* TASK STATEMENT *
Return the records that follow, matching each one exactly.

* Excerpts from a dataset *
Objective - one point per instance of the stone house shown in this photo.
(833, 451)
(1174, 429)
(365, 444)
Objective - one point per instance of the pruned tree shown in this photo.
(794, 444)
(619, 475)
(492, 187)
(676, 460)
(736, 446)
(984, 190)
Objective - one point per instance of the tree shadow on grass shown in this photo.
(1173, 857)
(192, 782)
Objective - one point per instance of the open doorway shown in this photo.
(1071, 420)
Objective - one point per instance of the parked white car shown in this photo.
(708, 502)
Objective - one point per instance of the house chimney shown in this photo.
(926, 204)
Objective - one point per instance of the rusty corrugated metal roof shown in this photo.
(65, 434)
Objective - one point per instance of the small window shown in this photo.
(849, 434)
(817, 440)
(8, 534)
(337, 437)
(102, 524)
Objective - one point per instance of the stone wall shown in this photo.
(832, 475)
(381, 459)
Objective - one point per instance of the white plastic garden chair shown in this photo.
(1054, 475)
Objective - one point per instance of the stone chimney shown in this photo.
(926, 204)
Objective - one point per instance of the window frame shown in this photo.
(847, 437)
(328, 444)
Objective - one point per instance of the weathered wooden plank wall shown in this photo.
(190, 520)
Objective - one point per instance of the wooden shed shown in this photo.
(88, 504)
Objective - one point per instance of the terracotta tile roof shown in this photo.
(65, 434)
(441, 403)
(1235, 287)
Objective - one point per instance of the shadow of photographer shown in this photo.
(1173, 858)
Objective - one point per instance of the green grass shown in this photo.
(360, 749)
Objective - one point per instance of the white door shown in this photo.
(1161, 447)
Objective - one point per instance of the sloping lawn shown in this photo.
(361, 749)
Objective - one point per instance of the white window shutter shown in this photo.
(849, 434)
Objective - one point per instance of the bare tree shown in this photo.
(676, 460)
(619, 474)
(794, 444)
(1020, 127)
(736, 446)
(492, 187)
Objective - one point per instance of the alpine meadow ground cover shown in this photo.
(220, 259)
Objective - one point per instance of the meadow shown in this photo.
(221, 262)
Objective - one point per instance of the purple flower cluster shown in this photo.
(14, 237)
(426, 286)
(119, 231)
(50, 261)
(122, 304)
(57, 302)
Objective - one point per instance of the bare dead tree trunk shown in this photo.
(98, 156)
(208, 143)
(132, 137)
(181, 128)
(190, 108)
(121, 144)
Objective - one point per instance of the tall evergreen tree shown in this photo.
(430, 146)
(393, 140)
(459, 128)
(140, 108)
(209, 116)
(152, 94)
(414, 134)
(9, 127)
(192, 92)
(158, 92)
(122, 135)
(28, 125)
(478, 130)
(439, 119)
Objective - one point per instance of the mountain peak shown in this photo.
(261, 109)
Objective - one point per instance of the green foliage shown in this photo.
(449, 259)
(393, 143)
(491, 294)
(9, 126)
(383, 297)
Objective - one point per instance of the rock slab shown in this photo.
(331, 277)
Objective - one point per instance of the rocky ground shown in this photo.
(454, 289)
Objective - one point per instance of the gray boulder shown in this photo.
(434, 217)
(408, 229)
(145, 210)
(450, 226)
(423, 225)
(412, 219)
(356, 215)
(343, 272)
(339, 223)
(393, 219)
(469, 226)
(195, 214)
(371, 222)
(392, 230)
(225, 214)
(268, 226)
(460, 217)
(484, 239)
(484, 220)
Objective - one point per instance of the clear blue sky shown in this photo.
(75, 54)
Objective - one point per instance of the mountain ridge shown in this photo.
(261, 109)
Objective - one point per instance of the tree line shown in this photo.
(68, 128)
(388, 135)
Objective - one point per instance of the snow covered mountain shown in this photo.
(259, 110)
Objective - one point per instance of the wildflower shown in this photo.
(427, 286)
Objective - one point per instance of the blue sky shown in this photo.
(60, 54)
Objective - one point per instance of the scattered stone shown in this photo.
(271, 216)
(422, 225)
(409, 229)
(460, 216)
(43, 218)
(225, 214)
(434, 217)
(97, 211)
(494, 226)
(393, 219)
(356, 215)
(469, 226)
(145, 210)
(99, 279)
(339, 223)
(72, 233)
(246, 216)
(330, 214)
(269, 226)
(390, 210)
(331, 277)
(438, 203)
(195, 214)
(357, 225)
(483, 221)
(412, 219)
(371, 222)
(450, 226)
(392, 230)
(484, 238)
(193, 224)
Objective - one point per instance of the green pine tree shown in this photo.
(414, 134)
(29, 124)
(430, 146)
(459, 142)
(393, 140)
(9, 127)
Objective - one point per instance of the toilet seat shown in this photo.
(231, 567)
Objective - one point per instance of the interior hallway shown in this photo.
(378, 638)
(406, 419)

* RESULT OF THIS TASK *
Objective - one point per instance of the stone house shown in this photo.
(833, 451)
(1174, 429)
(365, 444)
Objective - one point per instance of the pruned tree shown in this photo.
(794, 444)
(619, 475)
(492, 187)
(676, 460)
(736, 446)
(984, 190)
Objective - one point per instance of the tree shadow on grass shown in this photo.
(1173, 857)
(192, 782)
Objective - one point per instance of the open doorway shown in this photo.
(1071, 420)
Objective - one point per instance of the parked white car shown in this photo.
(708, 502)
Objective - one point per instance of the house chimney shown in this photo.
(926, 204)
Objective - one point per instance of the rusty corrugated metal roof shown in this photo.
(65, 434)
Objective - one point per instance of the small window shown in this photo.
(849, 434)
(817, 440)
(8, 534)
(337, 437)
(102, 524)
Objective - one point per instance of the stone wall shown in this photo.
(832, 475)
(381, 459)
Objective - one point per instance of the white plastic garden chair shown in this photo.
(1054, 475)
Objective - one point per instance of the stone chimney shown in this photo.
(926, 204)
Objective - one point per instance of the window frame shown in this photo.
(847, 437)
(328, 444)
Objective - one point per instance of the weathered wooden plank wall shown in this photo.
(190, 520)
Objective - one point per instance of the wooden shed shown in this photo.
(88, 504)
Objective - one point per instance of the terracotta tile roof shown in this photo.
(65, 434)
(441, 403)
(1235, 287)
Objective - one point per instance of the shadow of photographer shown in this photo.
(1173, 858)
Objective - one point per instance of the green grass shown in this photo.
(360, 749)
Objective - one point per instance of the white door shown in this photo.
(1161, 447)
Objective - one point per instance of the sloping lawn shown in this photo.
(361, 749)
Objective - one point per instance of the white window shutter shown in this photo.
(849, 434)
Objective - one point per instance of the bare tree shown in this photo.
(676, 460)
(619, 474)
(794, 444)
(1020, 127)
(736, 446)
(492, 187)
Objective - one point per instance of the alpine meadow ground cover shown in this photo.
(220, 259)
Objective - one point per instance of the meadow shown in this photo.
(221, 262)
Objective - one point per instance of the purple flower cluster shown in this photo.
(14, 237)
(426, 286)
(119, 231)
(50, 261)
(122, 304)
(57, 302)
Objective - one point per instance of the bare dead tree trunk shown in this photo.
(98, 156)
(208, 143)
(132, 137)
(181, 128)
(190, 108)
(121, 144)
Objective - one point per instance of the tall evergreen tree shown in this photo.
(430, 146)
(393, 140)
(459, 128)
(140, 108)
(209, 116)
(152, 94)
(414, 134)
(9, 127)
(192, 92)
(158, 92)
(122, 135)
(28, 125)
(478, 130)
(439, 119)
Objective - one point per instance of the mountain peak shown in this photo.
(261, 109)
Objective - one point per instance of the green foliage shown in this photo.
(449, 259)
(393, 143)
(491, 294)
(9, 126)
(383, 297)
Objective - one point per instance of the rock slab shown in this photo.
(331, 277)
Objective - one point per instance of the rocky ground shown in this photo.
(454, 289)
Objective - one point per instance of the gray boulder shown in this photo.
(434, 217)
(408, 229)
(145, 210)
(450, 226)
(423, 225)
(412, 219)
(356, 215)
(343, 272)
(339, 223)
(393, 219)
(469, 226)
(195, 214)
(371, 222)
(392, 230)
(225, 214)
(268, 226)
(460, 217)
(484, 239)
(484, 220)
Objective - one point per instance of the clear blue sky shown in this photo.
(75, 54)
Objective - one point per instance of the mountain ridge shown in this photo.
(261, 109)
Objective - one point per instance of the tree line shown in this photo.
(68, 128)
(388, 135)
Objective - one point per instance of the snow covered mountain shown in this photo.
(259, 110)
Objective - one point per instance of the wildflower shown in this photo.
(427, 286)
Objective - one point per instance of the blue sky shown in this photo.
(60, 54)
Objective - one point per instance of the scattered stone shown in this photo.
(271, 216)
(422, 225)
(409, 229)
(460, 216)
(43, 218)
(225, 214)
(434, 217)
(97, 211)
(494, 226)
(393, 219)
(356, 215)
(469, 226)
(145, 210)
(99, 279)
(339, 223)
(72, 233)
(246, 216)
(330, 214)
(269, 226)
(390, 210)
(331, 277)
(438, 203)
(195, 214)
(357, 225)
(483, 221)
(412, 219)
(371, 222)
(450, 226)
(392, 230)
(484, 238)
(193, 224)
Objective - one point per instance of the green pine tree shown in this photo.
(414, 134)
(29, 124)
(430, 146)
(459, 142)
(393, 140)
(9, 127)
Objective - one point per instance of the toilet seat shown in this photo.
(231, 567)
Objective - one point per instance of the interior hallway shown in this photo.
(378, 638)
(406, 419)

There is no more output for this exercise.